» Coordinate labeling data
++++++

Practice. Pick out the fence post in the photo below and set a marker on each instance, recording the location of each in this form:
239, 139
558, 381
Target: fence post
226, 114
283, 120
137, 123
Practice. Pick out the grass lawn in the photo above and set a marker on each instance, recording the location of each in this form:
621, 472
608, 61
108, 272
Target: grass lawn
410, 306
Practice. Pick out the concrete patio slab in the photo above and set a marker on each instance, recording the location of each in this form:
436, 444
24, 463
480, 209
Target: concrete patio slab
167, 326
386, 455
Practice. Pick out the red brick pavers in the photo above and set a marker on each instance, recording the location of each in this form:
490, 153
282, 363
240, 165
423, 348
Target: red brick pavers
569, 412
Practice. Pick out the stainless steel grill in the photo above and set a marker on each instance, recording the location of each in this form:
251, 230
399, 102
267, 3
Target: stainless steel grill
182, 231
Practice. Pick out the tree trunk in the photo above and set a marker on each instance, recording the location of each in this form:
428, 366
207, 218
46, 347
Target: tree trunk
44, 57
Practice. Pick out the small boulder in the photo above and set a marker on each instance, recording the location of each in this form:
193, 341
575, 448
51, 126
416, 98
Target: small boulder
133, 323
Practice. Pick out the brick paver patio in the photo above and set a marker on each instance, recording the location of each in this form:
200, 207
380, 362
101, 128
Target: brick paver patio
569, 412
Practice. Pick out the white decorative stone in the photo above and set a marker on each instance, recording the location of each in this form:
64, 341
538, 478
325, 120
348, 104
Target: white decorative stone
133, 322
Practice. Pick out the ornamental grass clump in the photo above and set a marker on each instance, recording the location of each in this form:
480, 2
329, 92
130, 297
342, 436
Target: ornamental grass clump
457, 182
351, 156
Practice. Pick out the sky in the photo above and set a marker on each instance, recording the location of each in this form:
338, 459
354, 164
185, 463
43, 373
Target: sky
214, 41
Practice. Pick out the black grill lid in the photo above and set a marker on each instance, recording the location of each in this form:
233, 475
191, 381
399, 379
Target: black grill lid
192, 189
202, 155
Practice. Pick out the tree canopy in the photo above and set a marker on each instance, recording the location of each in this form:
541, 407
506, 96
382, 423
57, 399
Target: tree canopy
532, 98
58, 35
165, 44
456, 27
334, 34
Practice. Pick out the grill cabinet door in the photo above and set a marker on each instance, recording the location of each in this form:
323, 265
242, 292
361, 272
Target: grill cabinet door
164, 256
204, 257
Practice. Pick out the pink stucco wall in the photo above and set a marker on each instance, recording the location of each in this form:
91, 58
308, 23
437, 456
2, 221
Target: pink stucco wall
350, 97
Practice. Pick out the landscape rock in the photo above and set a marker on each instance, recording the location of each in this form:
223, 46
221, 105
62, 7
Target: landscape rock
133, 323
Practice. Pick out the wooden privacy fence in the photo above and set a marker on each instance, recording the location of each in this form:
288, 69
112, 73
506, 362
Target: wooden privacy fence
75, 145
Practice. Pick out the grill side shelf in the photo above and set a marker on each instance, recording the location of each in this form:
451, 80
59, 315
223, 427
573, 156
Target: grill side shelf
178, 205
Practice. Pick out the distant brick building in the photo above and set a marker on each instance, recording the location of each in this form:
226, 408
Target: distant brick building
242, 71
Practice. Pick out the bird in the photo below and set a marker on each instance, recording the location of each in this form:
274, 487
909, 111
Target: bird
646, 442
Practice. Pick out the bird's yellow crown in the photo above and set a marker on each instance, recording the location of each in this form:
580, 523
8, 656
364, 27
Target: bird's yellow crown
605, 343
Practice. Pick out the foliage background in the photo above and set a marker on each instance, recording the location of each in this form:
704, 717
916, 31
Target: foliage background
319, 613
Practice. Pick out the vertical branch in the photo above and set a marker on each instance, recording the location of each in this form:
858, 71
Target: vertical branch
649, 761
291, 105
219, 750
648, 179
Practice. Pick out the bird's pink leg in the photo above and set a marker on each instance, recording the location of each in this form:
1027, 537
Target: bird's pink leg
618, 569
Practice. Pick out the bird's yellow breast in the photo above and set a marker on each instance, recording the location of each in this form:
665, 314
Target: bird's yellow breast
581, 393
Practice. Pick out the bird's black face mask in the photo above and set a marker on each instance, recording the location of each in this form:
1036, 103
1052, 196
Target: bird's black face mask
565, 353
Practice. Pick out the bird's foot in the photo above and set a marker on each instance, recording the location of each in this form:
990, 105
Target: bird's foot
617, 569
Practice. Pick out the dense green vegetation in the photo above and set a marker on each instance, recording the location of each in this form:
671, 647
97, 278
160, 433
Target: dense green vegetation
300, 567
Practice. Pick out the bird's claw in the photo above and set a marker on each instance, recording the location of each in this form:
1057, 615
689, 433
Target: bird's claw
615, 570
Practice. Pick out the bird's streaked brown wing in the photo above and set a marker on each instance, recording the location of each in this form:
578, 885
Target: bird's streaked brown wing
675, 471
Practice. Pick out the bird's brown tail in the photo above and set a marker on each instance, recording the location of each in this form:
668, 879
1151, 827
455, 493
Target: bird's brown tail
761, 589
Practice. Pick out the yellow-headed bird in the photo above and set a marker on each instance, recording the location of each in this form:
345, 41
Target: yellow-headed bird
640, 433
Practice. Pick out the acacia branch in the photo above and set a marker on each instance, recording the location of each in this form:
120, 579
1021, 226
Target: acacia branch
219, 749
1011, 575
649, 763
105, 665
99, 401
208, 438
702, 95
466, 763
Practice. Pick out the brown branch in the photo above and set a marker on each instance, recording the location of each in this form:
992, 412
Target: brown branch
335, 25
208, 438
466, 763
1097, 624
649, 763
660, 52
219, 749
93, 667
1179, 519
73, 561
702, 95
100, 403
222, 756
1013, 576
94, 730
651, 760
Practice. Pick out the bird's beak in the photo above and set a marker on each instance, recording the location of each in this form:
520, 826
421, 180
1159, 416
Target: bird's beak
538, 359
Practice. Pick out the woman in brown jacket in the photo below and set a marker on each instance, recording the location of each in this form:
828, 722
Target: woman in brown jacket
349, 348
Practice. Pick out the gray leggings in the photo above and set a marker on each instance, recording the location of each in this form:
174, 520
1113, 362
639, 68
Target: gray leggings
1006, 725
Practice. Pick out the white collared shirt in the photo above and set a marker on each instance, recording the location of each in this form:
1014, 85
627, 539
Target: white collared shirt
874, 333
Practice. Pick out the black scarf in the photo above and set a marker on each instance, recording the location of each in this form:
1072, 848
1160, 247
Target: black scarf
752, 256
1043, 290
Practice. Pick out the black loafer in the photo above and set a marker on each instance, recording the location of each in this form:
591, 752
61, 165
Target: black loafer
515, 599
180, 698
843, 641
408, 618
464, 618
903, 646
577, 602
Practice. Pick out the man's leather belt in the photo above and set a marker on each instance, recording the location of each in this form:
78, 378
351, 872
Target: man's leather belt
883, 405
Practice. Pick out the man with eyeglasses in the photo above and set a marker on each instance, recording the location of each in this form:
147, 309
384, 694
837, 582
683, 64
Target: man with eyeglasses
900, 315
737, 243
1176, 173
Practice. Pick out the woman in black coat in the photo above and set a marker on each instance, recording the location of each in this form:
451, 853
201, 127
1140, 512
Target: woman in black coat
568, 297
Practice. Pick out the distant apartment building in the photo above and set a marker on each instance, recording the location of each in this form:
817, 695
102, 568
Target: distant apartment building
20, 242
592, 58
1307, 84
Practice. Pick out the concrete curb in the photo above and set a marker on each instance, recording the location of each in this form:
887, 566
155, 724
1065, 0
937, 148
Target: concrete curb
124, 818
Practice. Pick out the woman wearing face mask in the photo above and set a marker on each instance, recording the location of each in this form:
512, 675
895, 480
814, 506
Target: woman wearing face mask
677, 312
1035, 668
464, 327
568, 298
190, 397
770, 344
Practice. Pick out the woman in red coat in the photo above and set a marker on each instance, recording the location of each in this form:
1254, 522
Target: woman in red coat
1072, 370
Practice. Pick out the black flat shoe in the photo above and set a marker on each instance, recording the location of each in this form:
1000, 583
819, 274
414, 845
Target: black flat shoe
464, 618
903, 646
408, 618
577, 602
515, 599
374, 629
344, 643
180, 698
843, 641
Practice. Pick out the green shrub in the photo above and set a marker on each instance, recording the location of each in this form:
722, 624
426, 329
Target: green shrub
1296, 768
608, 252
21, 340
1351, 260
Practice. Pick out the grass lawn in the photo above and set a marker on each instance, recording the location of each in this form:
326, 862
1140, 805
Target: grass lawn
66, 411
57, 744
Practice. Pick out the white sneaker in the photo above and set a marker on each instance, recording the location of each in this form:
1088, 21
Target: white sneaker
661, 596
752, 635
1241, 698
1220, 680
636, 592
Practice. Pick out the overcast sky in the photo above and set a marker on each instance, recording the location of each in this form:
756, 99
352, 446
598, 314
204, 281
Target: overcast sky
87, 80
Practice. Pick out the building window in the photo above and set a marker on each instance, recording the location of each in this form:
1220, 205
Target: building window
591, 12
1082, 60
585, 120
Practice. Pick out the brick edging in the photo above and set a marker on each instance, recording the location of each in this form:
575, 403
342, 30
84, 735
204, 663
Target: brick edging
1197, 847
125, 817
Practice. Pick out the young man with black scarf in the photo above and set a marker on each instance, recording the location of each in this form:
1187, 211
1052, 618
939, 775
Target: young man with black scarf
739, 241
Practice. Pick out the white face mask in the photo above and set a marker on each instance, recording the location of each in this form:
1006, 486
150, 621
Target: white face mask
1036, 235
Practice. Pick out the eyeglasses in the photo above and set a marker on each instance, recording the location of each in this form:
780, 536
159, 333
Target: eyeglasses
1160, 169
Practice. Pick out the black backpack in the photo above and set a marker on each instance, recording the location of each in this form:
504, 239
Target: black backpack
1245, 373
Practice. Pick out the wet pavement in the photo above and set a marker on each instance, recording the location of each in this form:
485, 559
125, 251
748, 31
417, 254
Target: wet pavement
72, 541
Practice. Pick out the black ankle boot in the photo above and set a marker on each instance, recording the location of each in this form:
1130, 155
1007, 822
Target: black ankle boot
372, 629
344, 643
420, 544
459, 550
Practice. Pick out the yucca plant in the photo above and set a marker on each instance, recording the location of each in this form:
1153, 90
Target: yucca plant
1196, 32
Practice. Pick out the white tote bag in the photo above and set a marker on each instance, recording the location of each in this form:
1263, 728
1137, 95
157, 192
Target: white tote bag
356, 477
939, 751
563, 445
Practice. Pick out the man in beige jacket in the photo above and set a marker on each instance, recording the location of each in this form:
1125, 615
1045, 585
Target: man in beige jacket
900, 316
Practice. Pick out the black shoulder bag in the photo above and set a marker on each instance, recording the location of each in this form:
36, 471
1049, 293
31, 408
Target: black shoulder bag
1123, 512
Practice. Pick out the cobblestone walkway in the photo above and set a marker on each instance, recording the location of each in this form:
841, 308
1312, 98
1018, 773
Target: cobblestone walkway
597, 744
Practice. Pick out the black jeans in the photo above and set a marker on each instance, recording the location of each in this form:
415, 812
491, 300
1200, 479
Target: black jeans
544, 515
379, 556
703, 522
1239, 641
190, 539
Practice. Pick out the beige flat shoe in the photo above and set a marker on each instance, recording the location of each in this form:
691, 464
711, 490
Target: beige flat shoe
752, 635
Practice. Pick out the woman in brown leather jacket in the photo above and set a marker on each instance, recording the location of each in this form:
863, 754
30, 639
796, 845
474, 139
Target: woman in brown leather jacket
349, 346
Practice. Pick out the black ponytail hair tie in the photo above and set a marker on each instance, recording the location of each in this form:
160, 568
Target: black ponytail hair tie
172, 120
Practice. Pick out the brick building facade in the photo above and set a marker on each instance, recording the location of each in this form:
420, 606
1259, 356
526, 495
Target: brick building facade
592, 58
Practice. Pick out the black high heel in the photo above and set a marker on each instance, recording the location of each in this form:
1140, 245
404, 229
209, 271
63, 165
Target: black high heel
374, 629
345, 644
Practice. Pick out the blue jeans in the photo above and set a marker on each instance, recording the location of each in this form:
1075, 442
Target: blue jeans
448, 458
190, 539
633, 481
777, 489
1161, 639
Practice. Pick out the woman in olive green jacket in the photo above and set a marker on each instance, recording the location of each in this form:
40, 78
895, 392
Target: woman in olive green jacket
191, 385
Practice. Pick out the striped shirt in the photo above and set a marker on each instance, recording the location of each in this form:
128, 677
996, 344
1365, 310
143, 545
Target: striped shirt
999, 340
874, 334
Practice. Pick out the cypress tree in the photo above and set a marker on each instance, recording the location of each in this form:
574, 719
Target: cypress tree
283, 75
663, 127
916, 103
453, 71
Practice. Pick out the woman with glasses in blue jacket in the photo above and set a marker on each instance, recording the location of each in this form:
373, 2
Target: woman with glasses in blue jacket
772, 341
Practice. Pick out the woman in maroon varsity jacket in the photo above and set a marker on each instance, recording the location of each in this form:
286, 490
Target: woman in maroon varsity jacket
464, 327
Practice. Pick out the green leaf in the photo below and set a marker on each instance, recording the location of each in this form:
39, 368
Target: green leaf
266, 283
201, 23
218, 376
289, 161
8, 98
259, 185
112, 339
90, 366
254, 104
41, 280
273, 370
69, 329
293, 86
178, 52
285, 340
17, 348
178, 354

++++++

Find the line containing "Practice. Pick out the woman in olive". Reproduce it exactly, along with every line after it through the last.

Practice. Pick out the woman in olive green jacket in the photo above and set a marker on each instance, recording the location of each in this form:
40, 78
895, 392
Target: woman in olive green jacket
191, 385
Practice. Pick out the striped shirt in the photo above and set a marker on each instance, recording the location of each in this form:
128, 677
996, 344
1365, 310
143, 545
Target: striped shirt
999, 340
874, 334
Practice. Pick out the cypress tree in the photo above and set a marker on each instance, recording the location of each in this form:
574, 719
Target: cypress tree
283, 75
663, 127
916, 103
453, 71
Practice. Pick out the woman with glasses in blue jacket in the photo above and set a marker on each instance, recording the location of each in this form:
373, 2
Target: woman with glasses in blue jacket
772, 341
Practice. Pick out the woman in maroon varsity jacket in the photo above and set a marker on each instance, recording the location of each in this form:
286, 490
Target: woman in maroon varsity jacket
464, 327
Practice. Pick out the green leaf in the photo below and set a marker on each instance, recording the location of each in this form:
39, 368
Target: green leaf
266, 283
201, 23
218, 376
289, 161
8, 98
259, 185
112, 339
90, 366
254, 104
41, 280
273, 370
69, 329
293, 86
178, 52
285, 340
17, 348
178, 354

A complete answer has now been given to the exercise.